◆ **Exercices**
[a] Reproduisez fidèlement le passage du texte sur l'État de droit en Pologne qui commence à « SOS : État de » et se termine à « des droits fondamentaux. ».
[b] D'après le texte sur l'État de droit en Pologne, quelle sanction l'Union européenne a-t-elle prise contre la Pologne ?

◆ **Texte de lecture**
SOS : État de droit en détresse

Adrien FUZELLIER, Lucile MARCON et Manon MARTEL

Depuis 2015, la crise de l’État de droit s’intensifie en Pologne. Au milieu du bras de fer entre Varsovie et Bruxelles, des citoyens brandissent le drapeau européen pour rester dans l’Union européenne. Leur but : défendre une justice indépendante, symbole des droits fondamentaux.

100 000 Polonais sont descendus dans la rue le 10 octobre 2021 pour manifester leur souhait de rester dans l'Union européenne.© Monika FRACKOWIAK

“Nous restons ! Nous restons !” Un slogan entonné par près de 100 000 manifestants. Des drapeaux bleus et or brandis dans les rues de Varsovie comme des étendards. Le dimanche 10 octobre 2021, les Polonais ont répondu à l’appel de l’ancien président du Conseil européen et leader de l’opposition Donald Tusk pour “sauver la Pologne”.

Le gouvernement de Mateusz Morawiecki s’est lancé dans une confrontation sans précédent avec l’Union européenne (UE) depuis la décision de la Cour constitutionnelle polonaise, contestant la primauté des traités européens sur le droit national, le 7 octobre. En cause: la réforme de la justice engagée par le parti au pouvoir, Droit et Justice (PiS), depuis 2015. Celle-ci menace l’indépendance des juges polonais et donc l’Etat de droit. Mais une limite a été franchie pour l’UE lorsqu’une chambre disciplinaire de la Cour suprême polonaise a été créée afin de révoquer des juges en les exposant à des poursuites pénales. La Cour de justice de l’Union européenne a demandé de faire cesser l’activité de cette chambre. Ce jugement n’étant toujours pas respecté par Varsovie, l’UE a sanctionné le pays en gelant la validation du plan de relance polonais. “Un chantage” selon le Premier ministre polonais Mateusz Morawiecki, qui va jusqu’à accuser la Commission européenne de vouloir déclencher une “troisième guerre mondiale”. Ce bras de fer sans précédent fait craindre le risque d’une sortie de la Pologne de l’Union européenne, un “Polexit”.

[Entrées tirées d'une collection]

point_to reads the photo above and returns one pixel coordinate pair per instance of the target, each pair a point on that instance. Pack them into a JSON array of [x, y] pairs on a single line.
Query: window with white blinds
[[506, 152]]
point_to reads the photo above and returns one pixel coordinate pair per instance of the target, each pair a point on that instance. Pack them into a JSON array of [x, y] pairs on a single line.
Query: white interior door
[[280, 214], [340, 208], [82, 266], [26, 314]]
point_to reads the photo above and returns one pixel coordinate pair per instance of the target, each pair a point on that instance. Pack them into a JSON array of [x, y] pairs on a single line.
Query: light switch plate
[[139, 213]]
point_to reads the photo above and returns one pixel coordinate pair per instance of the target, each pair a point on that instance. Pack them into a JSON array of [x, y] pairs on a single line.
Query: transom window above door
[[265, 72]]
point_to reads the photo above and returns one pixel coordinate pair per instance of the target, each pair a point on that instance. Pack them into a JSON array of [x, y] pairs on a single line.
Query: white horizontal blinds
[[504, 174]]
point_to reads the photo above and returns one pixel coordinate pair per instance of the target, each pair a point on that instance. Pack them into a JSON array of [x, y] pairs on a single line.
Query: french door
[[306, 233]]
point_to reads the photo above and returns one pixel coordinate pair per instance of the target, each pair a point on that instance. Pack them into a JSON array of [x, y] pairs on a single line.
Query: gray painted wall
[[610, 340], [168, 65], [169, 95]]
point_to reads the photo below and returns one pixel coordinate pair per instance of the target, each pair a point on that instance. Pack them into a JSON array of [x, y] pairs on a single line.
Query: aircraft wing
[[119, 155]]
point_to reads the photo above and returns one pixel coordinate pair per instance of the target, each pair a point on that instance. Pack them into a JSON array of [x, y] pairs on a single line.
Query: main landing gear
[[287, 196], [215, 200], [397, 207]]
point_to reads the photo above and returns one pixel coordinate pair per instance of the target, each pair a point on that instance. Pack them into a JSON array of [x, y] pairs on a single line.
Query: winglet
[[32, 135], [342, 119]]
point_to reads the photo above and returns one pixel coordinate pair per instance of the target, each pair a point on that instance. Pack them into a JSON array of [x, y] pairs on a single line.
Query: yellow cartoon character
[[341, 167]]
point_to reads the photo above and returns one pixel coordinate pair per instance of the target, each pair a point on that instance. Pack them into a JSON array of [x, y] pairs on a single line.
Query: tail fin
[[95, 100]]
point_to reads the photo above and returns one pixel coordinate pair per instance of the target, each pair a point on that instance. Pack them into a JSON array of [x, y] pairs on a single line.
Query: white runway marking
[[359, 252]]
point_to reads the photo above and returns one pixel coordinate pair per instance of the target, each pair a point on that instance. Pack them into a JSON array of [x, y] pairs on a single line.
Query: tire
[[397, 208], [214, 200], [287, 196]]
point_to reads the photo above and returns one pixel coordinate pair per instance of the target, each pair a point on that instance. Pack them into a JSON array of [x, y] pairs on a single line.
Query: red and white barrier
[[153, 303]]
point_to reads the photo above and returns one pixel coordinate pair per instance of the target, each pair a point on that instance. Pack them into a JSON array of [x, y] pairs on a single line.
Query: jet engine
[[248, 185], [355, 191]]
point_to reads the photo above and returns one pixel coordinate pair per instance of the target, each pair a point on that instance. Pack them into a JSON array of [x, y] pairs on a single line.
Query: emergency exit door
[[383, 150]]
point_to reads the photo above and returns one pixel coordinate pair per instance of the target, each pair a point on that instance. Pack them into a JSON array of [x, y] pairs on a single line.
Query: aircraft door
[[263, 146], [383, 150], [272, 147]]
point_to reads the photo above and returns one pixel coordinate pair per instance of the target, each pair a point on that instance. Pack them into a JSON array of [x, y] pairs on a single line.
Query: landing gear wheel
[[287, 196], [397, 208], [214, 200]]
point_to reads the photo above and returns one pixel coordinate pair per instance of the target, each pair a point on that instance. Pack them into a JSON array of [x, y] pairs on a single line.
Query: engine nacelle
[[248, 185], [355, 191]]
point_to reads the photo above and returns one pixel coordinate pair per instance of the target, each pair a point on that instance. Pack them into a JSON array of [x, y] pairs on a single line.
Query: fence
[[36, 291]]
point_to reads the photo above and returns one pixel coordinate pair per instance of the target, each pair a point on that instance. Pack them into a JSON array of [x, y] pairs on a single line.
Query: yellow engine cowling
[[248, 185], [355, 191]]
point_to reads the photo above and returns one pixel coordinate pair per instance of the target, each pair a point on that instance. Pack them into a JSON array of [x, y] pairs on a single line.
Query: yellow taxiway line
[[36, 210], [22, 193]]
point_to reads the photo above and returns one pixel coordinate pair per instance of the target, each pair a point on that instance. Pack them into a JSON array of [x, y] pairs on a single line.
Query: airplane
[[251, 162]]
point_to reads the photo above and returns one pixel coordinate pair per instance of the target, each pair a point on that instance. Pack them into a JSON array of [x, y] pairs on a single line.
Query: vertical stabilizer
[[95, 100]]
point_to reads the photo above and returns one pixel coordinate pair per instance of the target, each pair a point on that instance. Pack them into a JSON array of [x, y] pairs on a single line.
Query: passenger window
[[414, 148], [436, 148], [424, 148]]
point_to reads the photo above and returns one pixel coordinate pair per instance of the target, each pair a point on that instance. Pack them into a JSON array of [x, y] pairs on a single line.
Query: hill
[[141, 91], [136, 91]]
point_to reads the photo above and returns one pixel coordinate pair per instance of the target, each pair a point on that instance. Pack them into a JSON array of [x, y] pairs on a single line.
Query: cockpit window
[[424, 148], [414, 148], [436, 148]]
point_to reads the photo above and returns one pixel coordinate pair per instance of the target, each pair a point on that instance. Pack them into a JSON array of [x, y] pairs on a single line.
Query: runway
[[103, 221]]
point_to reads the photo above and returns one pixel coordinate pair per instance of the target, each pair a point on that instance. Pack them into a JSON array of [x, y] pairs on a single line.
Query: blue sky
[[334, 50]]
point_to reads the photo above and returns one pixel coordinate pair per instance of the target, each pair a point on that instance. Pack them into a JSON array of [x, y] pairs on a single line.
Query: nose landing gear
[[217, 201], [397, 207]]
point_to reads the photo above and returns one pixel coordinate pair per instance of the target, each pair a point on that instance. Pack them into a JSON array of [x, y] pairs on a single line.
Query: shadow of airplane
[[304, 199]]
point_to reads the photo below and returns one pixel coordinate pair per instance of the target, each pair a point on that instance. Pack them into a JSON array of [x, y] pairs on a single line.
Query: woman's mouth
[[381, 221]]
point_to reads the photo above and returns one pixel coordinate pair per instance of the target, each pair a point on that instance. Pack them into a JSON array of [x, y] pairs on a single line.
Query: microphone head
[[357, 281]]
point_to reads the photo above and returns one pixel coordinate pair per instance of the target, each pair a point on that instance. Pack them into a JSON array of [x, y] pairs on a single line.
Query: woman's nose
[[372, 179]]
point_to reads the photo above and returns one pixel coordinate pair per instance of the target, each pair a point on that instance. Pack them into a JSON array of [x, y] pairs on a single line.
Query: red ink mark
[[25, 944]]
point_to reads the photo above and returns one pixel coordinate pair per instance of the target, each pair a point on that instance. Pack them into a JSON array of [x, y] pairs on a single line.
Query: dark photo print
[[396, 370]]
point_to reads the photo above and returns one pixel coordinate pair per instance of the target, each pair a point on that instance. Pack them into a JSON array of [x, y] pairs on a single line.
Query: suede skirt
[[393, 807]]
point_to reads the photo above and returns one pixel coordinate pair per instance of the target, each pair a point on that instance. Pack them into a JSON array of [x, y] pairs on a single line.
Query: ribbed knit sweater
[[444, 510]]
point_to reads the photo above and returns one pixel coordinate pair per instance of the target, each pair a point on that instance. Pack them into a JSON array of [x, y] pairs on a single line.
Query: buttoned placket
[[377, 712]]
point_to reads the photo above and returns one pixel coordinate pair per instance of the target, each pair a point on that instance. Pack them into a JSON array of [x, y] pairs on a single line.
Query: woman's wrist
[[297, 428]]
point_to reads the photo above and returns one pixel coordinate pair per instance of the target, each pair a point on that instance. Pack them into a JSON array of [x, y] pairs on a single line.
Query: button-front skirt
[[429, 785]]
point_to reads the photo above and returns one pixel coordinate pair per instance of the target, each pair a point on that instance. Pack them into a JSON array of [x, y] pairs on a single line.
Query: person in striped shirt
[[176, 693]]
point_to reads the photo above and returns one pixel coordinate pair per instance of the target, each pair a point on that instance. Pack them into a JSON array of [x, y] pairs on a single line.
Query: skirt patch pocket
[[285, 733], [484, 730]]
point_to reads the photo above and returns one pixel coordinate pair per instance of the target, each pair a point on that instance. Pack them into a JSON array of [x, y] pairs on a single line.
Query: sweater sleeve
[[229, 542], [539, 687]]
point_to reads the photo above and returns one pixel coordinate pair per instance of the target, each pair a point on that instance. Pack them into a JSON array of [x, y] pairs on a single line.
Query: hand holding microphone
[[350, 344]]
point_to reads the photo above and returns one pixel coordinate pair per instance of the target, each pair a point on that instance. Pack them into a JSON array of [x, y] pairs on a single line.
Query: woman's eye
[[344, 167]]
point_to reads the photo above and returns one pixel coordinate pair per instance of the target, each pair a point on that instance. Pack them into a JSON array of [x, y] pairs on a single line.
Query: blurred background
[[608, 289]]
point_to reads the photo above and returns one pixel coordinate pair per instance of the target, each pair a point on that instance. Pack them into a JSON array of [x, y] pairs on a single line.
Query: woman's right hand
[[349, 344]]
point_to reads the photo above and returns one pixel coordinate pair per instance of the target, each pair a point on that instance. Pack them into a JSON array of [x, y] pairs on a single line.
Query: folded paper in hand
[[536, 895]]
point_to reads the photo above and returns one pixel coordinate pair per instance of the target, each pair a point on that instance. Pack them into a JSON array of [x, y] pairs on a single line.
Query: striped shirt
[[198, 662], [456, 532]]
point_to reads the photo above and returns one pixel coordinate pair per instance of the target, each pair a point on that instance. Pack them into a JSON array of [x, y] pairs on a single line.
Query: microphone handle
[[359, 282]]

◆ **Corrigés**
[a]
SOS : État de droit en détresse

Adrien FUZELLIER, Lucile MARCON et Manon MARTEL

Depuis 2015, la crise de l’État de droit s’intensifie en Pologne. Au milieu du bras de fer entre Varsovie et Bruxelles, des citoyens brandissent le drapeau européen pour rester dans l’Union européenne. Leur but : défendre une justice indépendante, symbole des droits fondamentaux.

[b] Elle a gelé la validation du plan de relance polonais.